(Set problem): Restate word for word the lines from the one containing "Locate every instance of the goggles" through the end of the listing below, with both ends included.

(Source data):
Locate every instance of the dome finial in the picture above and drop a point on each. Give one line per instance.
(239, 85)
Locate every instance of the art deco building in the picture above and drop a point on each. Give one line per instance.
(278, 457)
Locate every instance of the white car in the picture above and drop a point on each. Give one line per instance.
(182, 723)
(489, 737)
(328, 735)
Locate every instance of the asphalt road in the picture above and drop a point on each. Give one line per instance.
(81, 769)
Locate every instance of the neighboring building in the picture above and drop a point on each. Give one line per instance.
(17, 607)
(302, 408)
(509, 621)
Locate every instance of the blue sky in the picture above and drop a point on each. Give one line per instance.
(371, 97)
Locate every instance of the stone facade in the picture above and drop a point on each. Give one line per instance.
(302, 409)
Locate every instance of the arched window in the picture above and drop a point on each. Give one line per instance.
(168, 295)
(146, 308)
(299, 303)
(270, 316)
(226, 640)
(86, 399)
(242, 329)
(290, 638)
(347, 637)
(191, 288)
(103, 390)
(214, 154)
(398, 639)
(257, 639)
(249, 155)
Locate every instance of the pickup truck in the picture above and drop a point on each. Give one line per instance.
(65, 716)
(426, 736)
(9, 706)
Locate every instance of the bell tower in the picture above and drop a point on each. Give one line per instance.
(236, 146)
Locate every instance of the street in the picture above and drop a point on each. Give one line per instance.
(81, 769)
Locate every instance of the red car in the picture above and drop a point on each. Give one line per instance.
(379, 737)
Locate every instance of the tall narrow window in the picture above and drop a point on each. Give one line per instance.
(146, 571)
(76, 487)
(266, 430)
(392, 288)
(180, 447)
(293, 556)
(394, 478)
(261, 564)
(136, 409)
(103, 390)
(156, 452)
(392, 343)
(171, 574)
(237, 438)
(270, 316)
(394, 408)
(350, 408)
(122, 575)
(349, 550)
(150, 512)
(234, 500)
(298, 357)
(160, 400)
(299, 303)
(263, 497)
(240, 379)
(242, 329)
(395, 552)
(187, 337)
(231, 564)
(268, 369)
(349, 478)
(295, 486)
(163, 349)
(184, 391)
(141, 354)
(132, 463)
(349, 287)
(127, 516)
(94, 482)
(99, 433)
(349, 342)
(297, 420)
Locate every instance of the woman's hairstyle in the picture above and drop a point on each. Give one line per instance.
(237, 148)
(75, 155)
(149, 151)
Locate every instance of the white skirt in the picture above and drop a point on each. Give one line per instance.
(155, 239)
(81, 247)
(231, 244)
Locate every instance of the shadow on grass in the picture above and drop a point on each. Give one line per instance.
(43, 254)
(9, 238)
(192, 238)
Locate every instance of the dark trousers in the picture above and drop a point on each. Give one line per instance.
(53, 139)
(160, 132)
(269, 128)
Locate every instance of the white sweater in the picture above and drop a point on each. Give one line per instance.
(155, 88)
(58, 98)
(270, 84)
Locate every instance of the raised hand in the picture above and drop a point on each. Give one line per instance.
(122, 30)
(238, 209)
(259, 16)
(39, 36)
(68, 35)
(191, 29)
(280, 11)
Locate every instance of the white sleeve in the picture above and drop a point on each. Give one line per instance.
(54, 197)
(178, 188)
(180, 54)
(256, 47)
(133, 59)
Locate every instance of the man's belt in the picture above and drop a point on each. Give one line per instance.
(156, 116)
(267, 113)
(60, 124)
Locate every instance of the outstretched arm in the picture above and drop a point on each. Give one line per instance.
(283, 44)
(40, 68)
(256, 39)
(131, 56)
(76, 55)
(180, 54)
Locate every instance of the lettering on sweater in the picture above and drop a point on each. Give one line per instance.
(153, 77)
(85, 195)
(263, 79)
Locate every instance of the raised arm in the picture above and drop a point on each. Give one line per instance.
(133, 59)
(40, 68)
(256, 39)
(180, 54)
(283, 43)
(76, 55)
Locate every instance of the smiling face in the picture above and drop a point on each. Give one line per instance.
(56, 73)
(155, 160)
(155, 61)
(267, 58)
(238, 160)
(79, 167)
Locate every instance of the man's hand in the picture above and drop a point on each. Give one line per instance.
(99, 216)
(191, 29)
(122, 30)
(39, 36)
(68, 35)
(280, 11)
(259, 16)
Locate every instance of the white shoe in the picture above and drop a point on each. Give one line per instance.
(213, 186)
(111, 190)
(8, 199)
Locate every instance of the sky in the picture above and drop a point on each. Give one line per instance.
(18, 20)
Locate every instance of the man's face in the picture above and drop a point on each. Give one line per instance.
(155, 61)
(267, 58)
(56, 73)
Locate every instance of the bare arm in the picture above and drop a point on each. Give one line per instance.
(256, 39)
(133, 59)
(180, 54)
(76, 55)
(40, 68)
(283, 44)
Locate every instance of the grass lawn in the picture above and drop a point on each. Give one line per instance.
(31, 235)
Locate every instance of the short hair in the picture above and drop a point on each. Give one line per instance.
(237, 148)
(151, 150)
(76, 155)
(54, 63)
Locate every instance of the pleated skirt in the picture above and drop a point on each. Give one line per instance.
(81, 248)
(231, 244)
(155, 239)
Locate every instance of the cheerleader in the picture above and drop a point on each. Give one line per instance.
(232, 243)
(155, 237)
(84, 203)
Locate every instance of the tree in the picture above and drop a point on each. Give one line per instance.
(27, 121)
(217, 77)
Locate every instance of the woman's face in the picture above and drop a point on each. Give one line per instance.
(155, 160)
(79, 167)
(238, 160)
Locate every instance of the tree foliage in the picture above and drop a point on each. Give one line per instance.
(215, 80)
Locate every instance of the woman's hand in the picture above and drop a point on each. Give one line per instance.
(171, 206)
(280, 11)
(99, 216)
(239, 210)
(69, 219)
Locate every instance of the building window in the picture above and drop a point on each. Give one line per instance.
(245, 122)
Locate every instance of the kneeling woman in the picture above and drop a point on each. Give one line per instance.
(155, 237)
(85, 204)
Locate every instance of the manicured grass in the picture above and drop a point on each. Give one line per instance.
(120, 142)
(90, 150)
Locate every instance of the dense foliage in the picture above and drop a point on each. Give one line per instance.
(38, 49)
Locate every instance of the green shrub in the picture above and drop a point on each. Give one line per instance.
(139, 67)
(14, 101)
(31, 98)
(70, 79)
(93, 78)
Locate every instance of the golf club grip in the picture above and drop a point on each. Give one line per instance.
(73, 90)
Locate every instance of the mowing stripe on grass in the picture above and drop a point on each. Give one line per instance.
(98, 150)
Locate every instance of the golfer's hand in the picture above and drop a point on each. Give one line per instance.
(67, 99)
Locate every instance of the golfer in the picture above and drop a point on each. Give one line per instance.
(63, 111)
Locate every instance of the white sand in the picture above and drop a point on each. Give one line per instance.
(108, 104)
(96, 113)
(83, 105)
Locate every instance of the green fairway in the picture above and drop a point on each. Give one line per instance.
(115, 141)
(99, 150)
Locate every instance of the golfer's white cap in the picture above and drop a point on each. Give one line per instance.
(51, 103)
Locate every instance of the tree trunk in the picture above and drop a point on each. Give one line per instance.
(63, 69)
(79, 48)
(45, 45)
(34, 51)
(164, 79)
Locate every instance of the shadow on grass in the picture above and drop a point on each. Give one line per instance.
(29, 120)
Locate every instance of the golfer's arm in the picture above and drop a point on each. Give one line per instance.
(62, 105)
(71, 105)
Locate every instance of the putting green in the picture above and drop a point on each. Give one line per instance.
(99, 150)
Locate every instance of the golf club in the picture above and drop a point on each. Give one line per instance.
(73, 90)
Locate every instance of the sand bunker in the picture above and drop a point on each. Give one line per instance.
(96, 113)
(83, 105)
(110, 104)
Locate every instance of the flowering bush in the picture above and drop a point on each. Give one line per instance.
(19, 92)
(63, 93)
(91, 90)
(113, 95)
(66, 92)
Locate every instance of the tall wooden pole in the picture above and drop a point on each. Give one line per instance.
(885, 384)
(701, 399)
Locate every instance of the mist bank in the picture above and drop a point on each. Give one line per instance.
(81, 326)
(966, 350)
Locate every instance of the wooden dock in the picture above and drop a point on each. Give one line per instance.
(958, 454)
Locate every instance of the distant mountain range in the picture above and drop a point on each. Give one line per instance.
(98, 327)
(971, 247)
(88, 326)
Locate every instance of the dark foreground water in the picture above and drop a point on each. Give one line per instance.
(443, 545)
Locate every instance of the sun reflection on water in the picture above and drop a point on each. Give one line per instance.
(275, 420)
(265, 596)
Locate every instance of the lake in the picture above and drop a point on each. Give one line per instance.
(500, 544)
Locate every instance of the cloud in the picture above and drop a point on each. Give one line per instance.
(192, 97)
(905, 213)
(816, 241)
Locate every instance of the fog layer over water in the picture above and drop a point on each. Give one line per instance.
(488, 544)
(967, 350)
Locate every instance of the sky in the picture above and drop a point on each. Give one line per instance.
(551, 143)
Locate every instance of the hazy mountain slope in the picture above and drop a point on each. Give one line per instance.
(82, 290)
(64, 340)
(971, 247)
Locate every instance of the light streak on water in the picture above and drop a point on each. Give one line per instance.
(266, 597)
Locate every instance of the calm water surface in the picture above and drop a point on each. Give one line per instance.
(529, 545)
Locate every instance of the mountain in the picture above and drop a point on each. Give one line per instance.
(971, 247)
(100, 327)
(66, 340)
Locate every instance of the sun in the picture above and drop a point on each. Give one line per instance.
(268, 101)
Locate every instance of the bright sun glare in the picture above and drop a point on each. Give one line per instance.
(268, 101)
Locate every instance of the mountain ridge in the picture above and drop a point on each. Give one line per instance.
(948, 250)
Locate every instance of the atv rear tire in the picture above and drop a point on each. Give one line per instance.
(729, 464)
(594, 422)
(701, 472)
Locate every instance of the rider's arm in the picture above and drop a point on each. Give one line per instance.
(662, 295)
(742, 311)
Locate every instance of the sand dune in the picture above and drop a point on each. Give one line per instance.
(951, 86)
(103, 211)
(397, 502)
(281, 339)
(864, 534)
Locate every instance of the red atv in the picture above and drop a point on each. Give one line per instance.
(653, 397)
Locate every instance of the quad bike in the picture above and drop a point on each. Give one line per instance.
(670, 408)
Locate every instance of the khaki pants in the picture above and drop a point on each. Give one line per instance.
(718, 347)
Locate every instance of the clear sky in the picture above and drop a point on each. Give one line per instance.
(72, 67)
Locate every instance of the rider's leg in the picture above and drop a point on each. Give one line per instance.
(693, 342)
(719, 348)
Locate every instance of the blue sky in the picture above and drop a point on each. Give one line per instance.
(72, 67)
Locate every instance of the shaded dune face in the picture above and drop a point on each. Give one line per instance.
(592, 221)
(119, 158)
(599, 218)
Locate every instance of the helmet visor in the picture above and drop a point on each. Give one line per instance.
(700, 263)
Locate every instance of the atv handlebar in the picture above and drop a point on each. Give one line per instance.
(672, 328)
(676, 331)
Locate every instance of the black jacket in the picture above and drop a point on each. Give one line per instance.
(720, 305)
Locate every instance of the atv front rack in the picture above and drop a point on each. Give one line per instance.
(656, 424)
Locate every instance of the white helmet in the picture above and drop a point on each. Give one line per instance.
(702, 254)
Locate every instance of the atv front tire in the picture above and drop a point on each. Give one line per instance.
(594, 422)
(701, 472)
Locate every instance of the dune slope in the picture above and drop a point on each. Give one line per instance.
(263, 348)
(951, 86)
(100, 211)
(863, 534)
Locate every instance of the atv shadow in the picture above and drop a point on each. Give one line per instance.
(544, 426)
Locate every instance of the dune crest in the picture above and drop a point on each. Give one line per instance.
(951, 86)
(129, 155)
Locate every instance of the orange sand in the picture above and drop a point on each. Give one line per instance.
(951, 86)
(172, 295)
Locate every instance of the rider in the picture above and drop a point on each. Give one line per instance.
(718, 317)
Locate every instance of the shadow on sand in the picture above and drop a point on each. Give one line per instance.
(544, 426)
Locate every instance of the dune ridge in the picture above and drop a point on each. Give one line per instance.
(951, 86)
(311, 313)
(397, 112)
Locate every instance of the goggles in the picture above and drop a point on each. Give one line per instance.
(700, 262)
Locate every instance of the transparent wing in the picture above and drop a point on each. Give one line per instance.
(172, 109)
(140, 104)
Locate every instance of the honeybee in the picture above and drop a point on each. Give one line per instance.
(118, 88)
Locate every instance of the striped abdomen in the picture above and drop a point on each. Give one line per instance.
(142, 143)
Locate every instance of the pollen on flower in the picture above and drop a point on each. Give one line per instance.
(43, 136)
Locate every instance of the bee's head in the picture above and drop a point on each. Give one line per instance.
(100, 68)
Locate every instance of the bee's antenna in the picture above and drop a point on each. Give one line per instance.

(Answer for the task):
Locate every instance of the goggles in the picture above and drop a point on each. Give one line per instance.
(700, 262)
Locate every instance of the transparent wing in the picture above and drop a point on each. Give one line per instance.
(172, 109)
(140, 104)
Locate every instance of the honeybee in the picture above and drop a point on each. Give one line per instance.
(118, 88)
Locate every instance of the striped abdomen in the picture above and drop a point on each. Give one line per instance.
(142, 143)
Locate every instance of the pollen on flower in the picture above and drop a point on each. Give one line per instance.
(43, 136)
Locate every instance of the bee's head in the picture above and drop a point on each. Give one line per instance.
(100, 68)
Locate every instance of the bee's antenna in the picture above and drop a point on each. Give one line per instance.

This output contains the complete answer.